[Opening The input section]

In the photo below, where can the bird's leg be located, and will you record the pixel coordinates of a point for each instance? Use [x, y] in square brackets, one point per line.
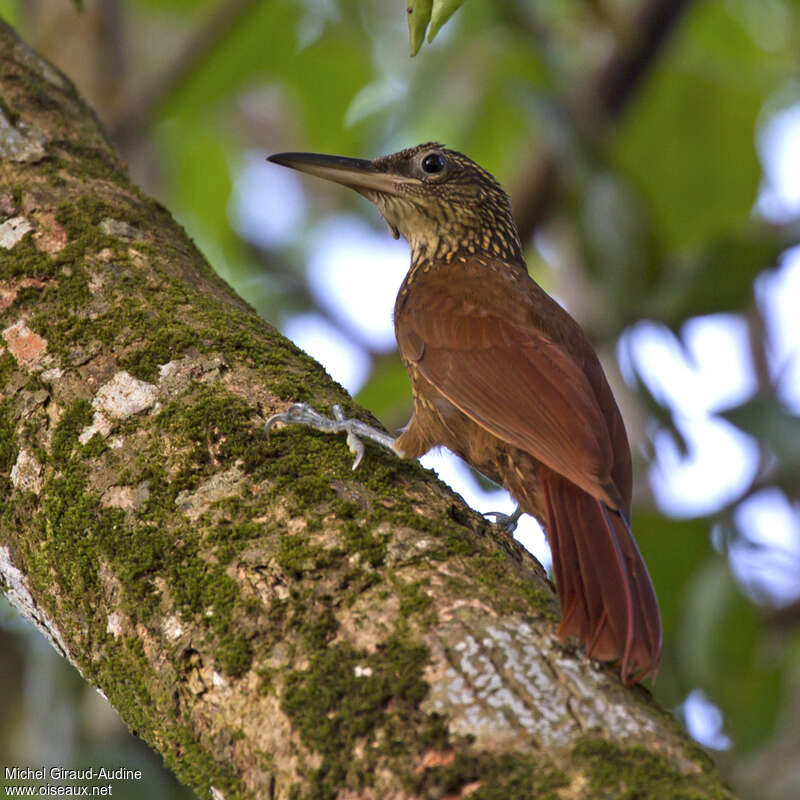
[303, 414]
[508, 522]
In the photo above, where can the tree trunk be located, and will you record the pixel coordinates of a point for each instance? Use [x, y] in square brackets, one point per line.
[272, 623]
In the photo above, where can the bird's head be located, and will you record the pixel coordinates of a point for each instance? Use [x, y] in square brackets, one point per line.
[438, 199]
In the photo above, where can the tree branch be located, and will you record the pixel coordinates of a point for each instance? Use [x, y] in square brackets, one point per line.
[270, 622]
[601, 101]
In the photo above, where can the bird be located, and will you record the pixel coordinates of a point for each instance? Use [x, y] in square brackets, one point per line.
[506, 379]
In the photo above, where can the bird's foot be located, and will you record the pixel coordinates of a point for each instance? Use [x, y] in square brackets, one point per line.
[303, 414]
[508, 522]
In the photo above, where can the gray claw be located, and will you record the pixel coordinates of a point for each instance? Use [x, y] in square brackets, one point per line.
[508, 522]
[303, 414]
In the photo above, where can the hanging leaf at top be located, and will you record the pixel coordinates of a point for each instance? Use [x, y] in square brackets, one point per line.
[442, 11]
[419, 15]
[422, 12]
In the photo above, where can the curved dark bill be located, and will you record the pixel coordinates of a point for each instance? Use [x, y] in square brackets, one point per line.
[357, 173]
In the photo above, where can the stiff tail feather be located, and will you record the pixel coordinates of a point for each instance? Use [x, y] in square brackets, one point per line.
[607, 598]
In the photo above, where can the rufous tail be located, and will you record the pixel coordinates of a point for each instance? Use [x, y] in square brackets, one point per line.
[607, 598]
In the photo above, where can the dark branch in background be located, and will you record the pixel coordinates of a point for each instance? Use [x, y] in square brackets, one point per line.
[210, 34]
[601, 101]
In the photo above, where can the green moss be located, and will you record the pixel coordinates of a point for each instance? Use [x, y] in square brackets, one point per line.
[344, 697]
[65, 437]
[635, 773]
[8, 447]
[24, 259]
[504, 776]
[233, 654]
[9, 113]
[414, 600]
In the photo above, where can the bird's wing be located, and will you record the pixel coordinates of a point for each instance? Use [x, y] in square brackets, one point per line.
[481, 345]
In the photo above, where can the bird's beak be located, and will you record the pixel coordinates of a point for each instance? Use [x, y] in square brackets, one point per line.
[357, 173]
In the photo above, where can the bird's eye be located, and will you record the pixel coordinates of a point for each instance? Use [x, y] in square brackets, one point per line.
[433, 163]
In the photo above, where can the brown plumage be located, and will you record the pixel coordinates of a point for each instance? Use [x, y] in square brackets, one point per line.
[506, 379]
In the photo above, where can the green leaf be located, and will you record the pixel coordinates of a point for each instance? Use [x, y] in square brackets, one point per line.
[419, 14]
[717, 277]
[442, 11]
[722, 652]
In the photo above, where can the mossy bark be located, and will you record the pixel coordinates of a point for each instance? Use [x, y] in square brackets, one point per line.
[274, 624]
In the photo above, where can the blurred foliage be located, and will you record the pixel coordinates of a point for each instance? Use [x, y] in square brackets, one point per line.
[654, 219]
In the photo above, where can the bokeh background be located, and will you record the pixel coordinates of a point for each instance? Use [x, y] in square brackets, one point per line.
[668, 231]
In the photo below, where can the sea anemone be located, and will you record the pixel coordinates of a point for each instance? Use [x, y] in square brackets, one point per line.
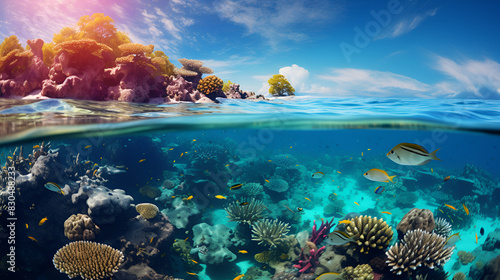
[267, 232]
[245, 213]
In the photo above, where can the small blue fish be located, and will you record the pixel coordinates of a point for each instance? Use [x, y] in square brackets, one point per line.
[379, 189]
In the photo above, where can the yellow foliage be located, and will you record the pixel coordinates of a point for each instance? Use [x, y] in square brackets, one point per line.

[Closing The input section]

Your instructions:
The expected answer is the complete set of entries, copied verbatim, with no pictures.

Answer section:
In the photo below, where can the bird's leg be located, and will you record the pixel coordinates of a point for each instance? Use [x, y] in square brackets, one point per line.
[303, 414]
[508, 522]
In the photo above, where can the tree trunk be located, and will you record the pixel coordinates of a point for each instance? Use [x, y] in square brackets, one point per line.
[272, 623]
In the photo above, where can the bird's head be located, and will you record the pixel coordinates of a point for each instance? Use [x, y] in square brackets, one point per line.
[438, 199]
In the photo above, where can the tree branch be located, and will you record the pixel coordinates of a point for each instance? Use [x, y] in square brackets, one point per line.
[270, 622]
[601, 101]
In the photo above, where can the bird be located, and will you record the pixel coordinates of a point for each instance? Use [x, y] in square brackets, one point per line.
[506, 379]
In the photo above, where can the bird's foot be located, and will you record the pixel coordinates of a point for each instance? Use [x, y] in square brackets, one point per line.
[303, 414]
[508, 522]
In the photo above, where can the gray claw be located, and will you record the pixel coordinates of a point for each instance? Use [x, y] in square brackets, one point per line.
[508, 522]
[303, 414]
In the photo above, where can the hanging leaf at top be located, and will you record the pixel coordinates of a point for each instance? Use [x, y] in square brackets, one point per line.
[442, 11]
[419, 15]
[422, 12]
In the photo above, where can the curved dark bill be located, and will you record the pixel coordinates of a point for each instance? Use [x, y] in square brackets, one point per line.
[357, 173]
In the photo above, where can the stiff tail feather be located, and will you record the pixel coordinates of a point for each instance? Use [x, y] in square brackets, one point per line.
[607, 598]
In the photo above, where can the rufous tail be located, and will you record the pixel coordinates of a point for each instance? Use [x, y] in square brackets, one point per line.
[607, 598]
In the photo above, where can the dark branch in background be located, and will you record the pixel coordinates of a point for each instance? Use [x, y] in square brackets, one point per line.
[210, 34]
[601, 101]
In the photo above, where can the green moss be located, and will you record the pixel coordinates of a point for each instance? Use [x, y] in square brackets, one point per line.
[344, 697]
[65, 437]
[635, 773]
[8, 447]
[24, 259]
[504, 776]
[233, 654]
[9, 113]
[414, 600]
In the photo above, where can the bird's wing be located, and will you record the pixel coordinates of a point for each instance? Use [x, y] in square brackets, one point per line.
[481, 345]
In the photo above, where can the bird's beak be located, and will you record the pixel coordinates of a point for each instance? Use [x, y] in square brackets, one point per line.
[357, 173]
In the photo above, where can the bird's eye be located, and will you record the pixel coordinates of a point for each instance? Use [x, y] in square brackets, one point per line.
[433, 163]
In the photo above, where can the brown plumage be located, and will you record the pixel coordinates of a point for each instance? Use [x, y] in square brackets, one point per line.
[506, 379]
In the photo above, where can the green leaf be located, and will you record the pixel coordinates of a point for each instance? Use [x, y] in square brackets, one point per line.
[419, 14]
[717, 277]
[442, 11]
[722, 652]
In the photo above, where can the mossy bark be located, and will you record the pixel coordinates of a point for each instance? Use [x, y] in square brackets, one point per line.
[274, 624]
In the photo above, where can the blurred foliage be located, and will you record the pixel coordinates of a point for each instance? Use [x, y] in square brackets, one point per line.
[654, 219]
In the photo above, where can the bokeh background be located, and will you record the pixel coordinates of a point for each instance? Use [x, y] in square brackets, one point per line.
[668, 231]
In the photo below, where can the sea anemone be located, and will you record the pixel coordinates of a point for each instance? Use [x, y] in square brackets, one point per line.
[267, 232]
[245, 213]
In the photo above, where can the small blue fish be located, and will you record the pixel coordinates of a point for each instance? Use [x, y] in square brackets, one point per line.
[379, 189]
In the photo above, where can the yellow foliage be located, and will you record the pixel coordinates of a point for each instance? Use [x, y] in square brackets, one point per line.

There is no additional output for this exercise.